- Zu beantwortende Fragen -
[a] Prüfe anhand des Textauszugs über den Ibanez EHB1006MS, ob diese Aussagen zutreffen: (i) Der Hals ist mit fünf Schrauben am Korpus befestigt. (ii) Der Bass benötigt spezielle Saiten mit Double-Ball-Ends. (iii) Das Griffbrett ist aus Walnuss gefertigt. Antworte jeweils mit Ja oder Nein und zitiere die entscheidenden Worte des Textes wörtlich.
[b] Schreibe den Textauszug über den Ibanez EHB1006MS im gleichen Stil weiter und setze nach seinem letzten Satz ein.

Hierbei handelt es sich im Grunde genommen um die bereits von anderen Ibanez-Bässen bekannten Mono-Rail-Elemente. Bei der Headless-Version für die EHB-Bässe wurden aber logischerweise die Stimmmechaniken direkt in die Elemente mit integriert.
Der sogenannte MR6HS-Steg ist dreidimensional zu justieren – er bietet also Einstellmöglichkeiten für Saitenlage, die Bundreinheit und für die Saitenabstände (+/- 1,5mm, ab Werk 17mm). Qualitativ macht die Stegkonstruktion, wie man es von Ibanez gewöhnt ist, einen guten Eindruck.
Die Mechaniken laufen relativ leicht und halten die Stimmung zuverlässig, zudem wirken sämtliche verwendeten Komponenten robust. Als Gurthalter kommen beim EHB1006MS bewährte S-Locks von Schaller zum Einsatz, und die verriegelnde Klinkenbuchse stammt von Neutrik – hier setzt Ibanez also auf bewährte Qualitätsprodukte von renommierten Herstellern!
Hals
Wir haben es beim Ibanez EHB1006MS mit einem Multi-Scale-Bass zu tun – jede Saite besitzt also eine andere Mensur. Die Werte betragen bei der H-Saite ((https://www.bonedo.de/artikel/pimp-my-b-string-wie-man-eine-h-saite-besser-klingen-lassen-kann/)) 35“ bzw. 889mm und die der C-Saite 32,5“ bzw. 825.5mm.
Die Halskonstruktion selbst wurde mit fünf Schrauben am Korpus befestigt und besteht aus insgesamt fünf Teilen – drei breite Streifen aus geröstetem Ahorn wurden mit zwei schmalen Walnussfurnieren verleimt. Zur zusätzlichen Verstärkung der Konstruktion kommen außerdem Graphit-Stäbe zum Einsatz.
Das dunkel gefärbte Griffbrett besteht ebenfalls aus geröstetem Ahorn und beherbergt 24 gefächerte Bünde im Jumbo-Format und runde Lagenmarkierungen. An der Griffbrettflanke sitzen zusätzlich sogenannte „Luminlays“. Sie bestehen aus fluoreszierendem Material und leuchten dementsprechend in der Dunkelheit. Wer schon einmal auf einer schlecht beleuchtenden Bühne oder beispielsweise im Theater gespielt hat, wird dieses Feature sehr zu schätzen wissen.
Praktisch ist auch, dass der EHB1006MS mit herkömmlichen Saiten bespannt werden kann und keine speziellen Double-Ball-Ends benötigt. Die Saitenenden werden ganz einfach mit sechs auf dem Halsfortsatz angebrachten Madenschrauben festgeklemmt.

- Bereitgestellte Daten -

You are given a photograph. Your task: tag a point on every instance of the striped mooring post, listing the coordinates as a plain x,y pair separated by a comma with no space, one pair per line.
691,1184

--

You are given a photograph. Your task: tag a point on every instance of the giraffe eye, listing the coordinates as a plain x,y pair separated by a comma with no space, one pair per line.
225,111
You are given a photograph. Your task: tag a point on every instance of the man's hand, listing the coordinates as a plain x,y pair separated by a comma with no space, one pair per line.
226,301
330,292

...

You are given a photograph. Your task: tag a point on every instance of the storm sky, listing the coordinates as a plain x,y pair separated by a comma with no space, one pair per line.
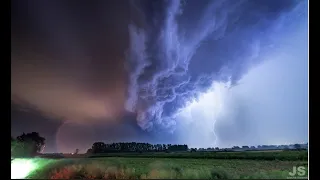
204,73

- Schriftliche Antworten -
[a]
(i) Ja: „Die Halskonstruktion selbst wurde mit fünf Schrauben am Korpus befestigt“
(ii) Nein: „mit herkömmlichen Saiten bespannt werden kann und keine speziellen Double-Ball-Ends benötigt“
(iii) Nein: „Das dunkel gefärbte Griffbrett besteht ebenfalls aus geröstetem Ahorn“

[b]
Tonabnehmer / Elektronik
Wie in der Einleitung schon erwähnt, verwendet Ibanez beim EHB1006MS nicht die in zahlreichen Ibanez-Modellen eingesetzten Bartolinis aus fernöstlicher Fertigung, sondern komplett neue Pickups aus Haus eigener Entwicklung. Die Humbucker hören auf den schlichten Namen T1 und sehen sehr cool aus. Die beiden Spulen eines jeden Pickups sitzen nämlich in separaten schmalen Gehäusen, was besonders in Verbindung mit der schrägen Installation für einen sehr speziellen Look beim EHB1006MS sorgt.
Noch interessanter ist aber natürlich, wie die neuen Pickups klingen – mehr dazu im Praxisteil. Zur Verarbeitung des Signals steht eine flexible Elektronik inklusive 3-Band-Equalizer zur Verfügung. Am Bass wird der Preamp mit einem Lautstärkeregler, einem Balanceregler und zwei Doppelpotis für den Equalizer bedient. Das erste Doppelpoti ist im unteren Teil für die Bässe (cut & boost) und im oberen Teil für die Höhen (cut & boost) zuständig.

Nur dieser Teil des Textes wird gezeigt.